[Named-object pointing records]
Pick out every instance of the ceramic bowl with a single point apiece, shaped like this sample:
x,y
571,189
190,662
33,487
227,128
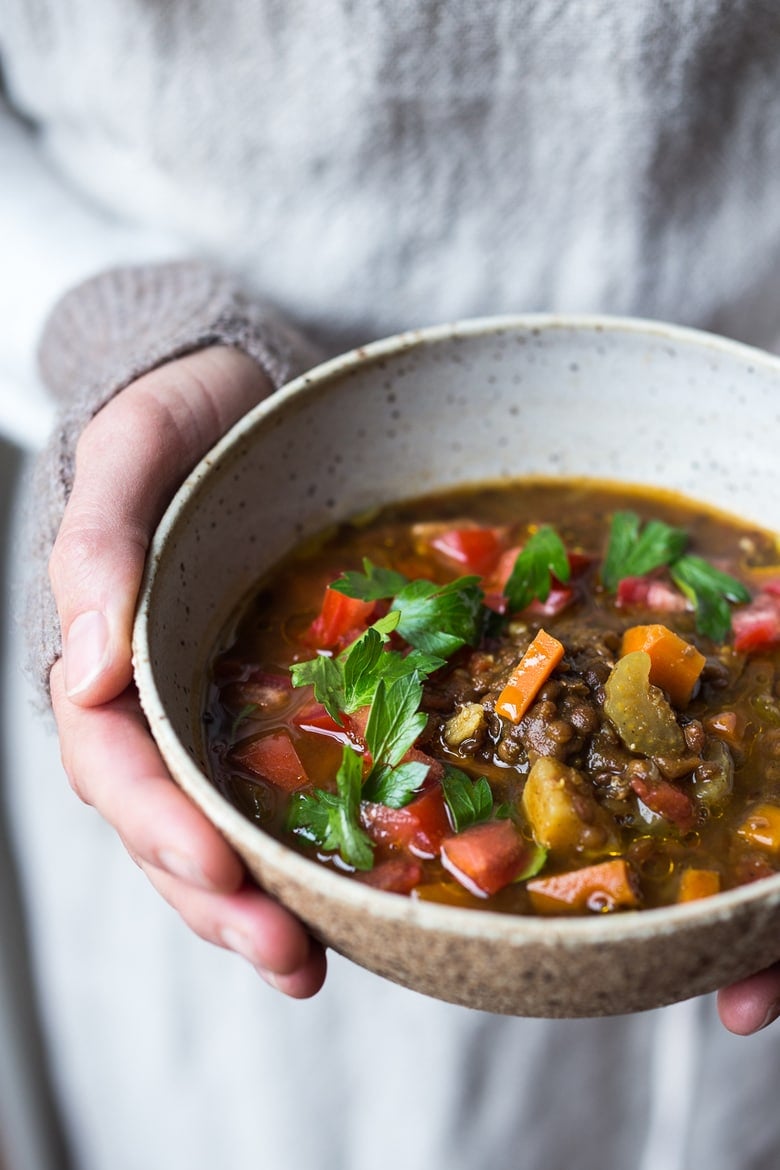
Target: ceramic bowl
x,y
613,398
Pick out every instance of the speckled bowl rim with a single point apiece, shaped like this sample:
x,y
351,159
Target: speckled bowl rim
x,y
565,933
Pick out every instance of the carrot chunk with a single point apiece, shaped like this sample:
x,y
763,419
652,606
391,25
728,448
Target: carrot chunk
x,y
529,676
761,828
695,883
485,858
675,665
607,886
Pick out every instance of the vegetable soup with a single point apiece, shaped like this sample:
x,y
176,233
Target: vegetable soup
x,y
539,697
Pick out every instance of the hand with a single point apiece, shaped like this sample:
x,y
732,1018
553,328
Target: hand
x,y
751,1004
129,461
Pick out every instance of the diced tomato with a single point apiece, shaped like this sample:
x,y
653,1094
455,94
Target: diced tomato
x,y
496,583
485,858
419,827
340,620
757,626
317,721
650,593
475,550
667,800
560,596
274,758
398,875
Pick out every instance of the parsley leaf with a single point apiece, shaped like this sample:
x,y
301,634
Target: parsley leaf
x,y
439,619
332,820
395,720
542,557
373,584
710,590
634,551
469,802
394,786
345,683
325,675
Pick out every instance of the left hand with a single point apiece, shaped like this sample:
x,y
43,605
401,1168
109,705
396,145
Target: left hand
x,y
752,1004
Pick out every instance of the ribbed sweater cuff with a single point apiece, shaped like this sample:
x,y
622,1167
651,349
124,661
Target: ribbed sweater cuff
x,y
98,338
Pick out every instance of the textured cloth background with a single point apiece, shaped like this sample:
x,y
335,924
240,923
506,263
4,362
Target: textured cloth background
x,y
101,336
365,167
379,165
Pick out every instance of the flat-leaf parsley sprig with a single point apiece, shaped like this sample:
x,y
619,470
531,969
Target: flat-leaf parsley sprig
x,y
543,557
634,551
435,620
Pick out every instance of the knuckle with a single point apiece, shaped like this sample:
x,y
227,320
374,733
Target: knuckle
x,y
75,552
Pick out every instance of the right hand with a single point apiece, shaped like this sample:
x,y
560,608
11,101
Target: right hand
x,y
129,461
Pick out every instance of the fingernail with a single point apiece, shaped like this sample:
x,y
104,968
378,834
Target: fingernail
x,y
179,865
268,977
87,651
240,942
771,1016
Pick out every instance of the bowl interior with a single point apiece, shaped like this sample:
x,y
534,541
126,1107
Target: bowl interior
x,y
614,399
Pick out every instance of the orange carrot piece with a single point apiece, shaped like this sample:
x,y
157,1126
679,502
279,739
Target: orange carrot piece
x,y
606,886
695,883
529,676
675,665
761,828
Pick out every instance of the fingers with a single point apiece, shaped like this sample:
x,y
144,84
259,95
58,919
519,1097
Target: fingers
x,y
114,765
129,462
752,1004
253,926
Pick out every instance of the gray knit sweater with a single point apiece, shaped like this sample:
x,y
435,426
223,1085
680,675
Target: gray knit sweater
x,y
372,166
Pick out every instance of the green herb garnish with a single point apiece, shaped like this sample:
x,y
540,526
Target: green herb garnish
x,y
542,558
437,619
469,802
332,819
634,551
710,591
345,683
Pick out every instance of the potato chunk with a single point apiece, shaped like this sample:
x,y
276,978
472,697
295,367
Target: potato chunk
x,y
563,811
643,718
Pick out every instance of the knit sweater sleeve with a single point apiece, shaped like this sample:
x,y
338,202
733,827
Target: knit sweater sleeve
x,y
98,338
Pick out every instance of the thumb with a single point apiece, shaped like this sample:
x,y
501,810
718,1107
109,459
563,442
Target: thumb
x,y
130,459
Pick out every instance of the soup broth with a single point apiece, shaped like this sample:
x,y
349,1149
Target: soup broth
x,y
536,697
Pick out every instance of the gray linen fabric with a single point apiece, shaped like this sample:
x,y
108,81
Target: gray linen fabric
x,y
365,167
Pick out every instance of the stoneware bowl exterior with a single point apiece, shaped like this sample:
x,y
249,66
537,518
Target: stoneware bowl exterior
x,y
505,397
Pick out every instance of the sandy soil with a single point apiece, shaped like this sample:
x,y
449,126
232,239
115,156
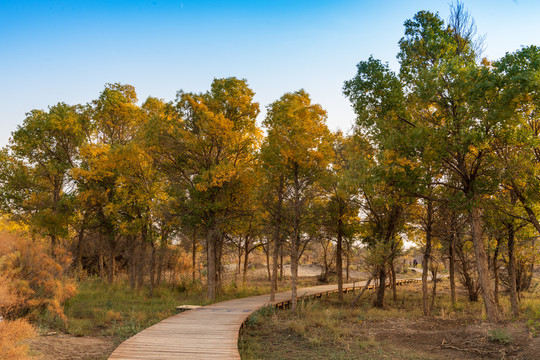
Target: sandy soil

● **What you are asked to do**: Reproduce the data verbatim. Do not carry any picture into the copy.

● **Solution below**:
Pick out every instance of the ceramic bowl with a single point apiece, shaped like this sample:
x,y
571,189
190,662
33,487
227,128
Target: ceramic bowl
x,y
613,398
Pick out every instance of the speckled bowl rim with a single point apiece, shaped like this sample:
x,y
351,159
Target: speckled bowl rim
x,y
565,933
Pick out every instance of the carrot chunk with a single point apiece, shaped like this sample:
x,y
763,419
652,606
391,25
728,448
Target: carrot chunk
x,y
529,676
761,828
695,883
485,858
675,665
607,886
Pick out every instance of the vegetable soup with a single point apiece, shaped like this sample:
x,y
176,233
Target: vegetable soup
x,y
539,697
Pick out every instance of the hand with a single point apiece, shaped like this sample:
x,y
732,1018
553,328
Target: hand
x,y
751,1004
129,461
Pick out every instance of the diced tomato with a single point apiece, shaped like this sample:
x,y
653,1094
455,94
Target: diced tomato
x,y
496,583
485,858
419,827
340,620
757,626
317,721
650,593
475,550
667,800
560,596
274,758
398,875
Pick out every instance of the parsley leaf with a single point apiece, shaped like this sample:
x,y
301,634
Target: parsley leaf
x,y
439,619
332,820
395,720
542,557
373,584
710,590
634,551
469,802
394,786
345,683
325,675
Pick out every instance of the left hand with a single point apiece, shaped like this sample:
x,y
43,605
401,1168
109,705
396,145
Target: left hand
x,y
752,1004
Pick out every instance of the ribbed sweater cuff with a single point apiece, shaped like this sample:
x,y
622,1167
651,349
124,661
Target: ribbed sweater cuff
x,y
98,338
Pick out every instance of the textured cloth background with a single point apiece, shaped like this sample:
x,y
335,924
240,923
506,263
4,362
Target: textured cloth background
x,y
101,336
365,167
379,165
Pick out every instance of the flat-leaf parsley sprig with a single point apiece, shaped like this sample:
x,y
619,470
531,969
Target: flat-leaf parsley sprig
x,y
543,557
634,551
435,620
Pick out every instance of the knuckle with a single point apiece, shaped like this sample:
x,y
227,320
374,733
Target: knuckle
x,y
75,552
Pick out every instance of the right hand with a single point apiece, shaped like this sample:
x,y
560,608
11,101
Target: right hand
x,y
129,461
Pick out every instance of the fingernail with a single point apiece, shaped like this sample:
x,y
104,968
378,834
Target: fingernail
x,y
179,865
268,977
87,651
240,942
771,1016
Pick out every instance of the bowl interior with a single point apiece, shaped like this sample:
x,y
534,541
126,1107
Target: bowl interior
x,y
614,399
Pick out every instance of the orange carrot piece with a single point apiece, shaped like this sample:
x,y
157,1126
679,502
279,739
Target: orange carrot piece
x,y
606,886
695,883
529,676
675,665
761,828
Pick out every instance of the fingers with a single point apiece, shaped like this sample:
x,y
144,84
259,95
58,919
519,1097
Target: fingers
x,y
114,765
129,462
752,1004
253,926
Pick out every instance of the gray knit sweater with a single point apiece, shaped like this sample:
x,y
435,426
223,1085
680,675
Target: gray knit sweater
x,y
372,166
Pick out every instance of the green herb garnish with a single point apiece, shaped like this sample:
x,y
540,526
Target: green herb garnish
x,y
542,558
437,619
469,802
332,819
634,551
710,591
345,683
Pick out every instance of the potato chunk with a single point apiece, shaped like this sample:
x,y
276,978
472,697
295,367
Target: potato chunk
x,y
563,811
643,718
Pick out every instance of the knit sweater sleeve with a single point apiece, shaped like this sample:
x,y
338,202
733,827
Target: knit sweater sleeve
x,y
98,338
Pick out every instance of the thumb with a single point apiece, shaped like this sample:
x,y
501,810
718,1107
109,459
563,442
Target: thumb
x,y
130,459
Pick out every instance of the soup broth with a single point apiece, shaped like this sample:
x,y
349,1149
Target: soup broth
x,y
536,697
Pick out every instance of the gray linen fabric with a single point apiece, shaped like this sample:
x,y
108,81
Target: gray linen fabric
x,y
365,167
Pick out every instance of the stoneware bowl exterior with a single point apiece, shaped like this sample:
x,y
249,66
537,518
Target: stoneware bowl exterior
x,y
505,397
Pick out every instance of the sandy soil with a single point apiece, shaped like this sample:
x,y
449,126
232,239
115,156
Target: sandy soil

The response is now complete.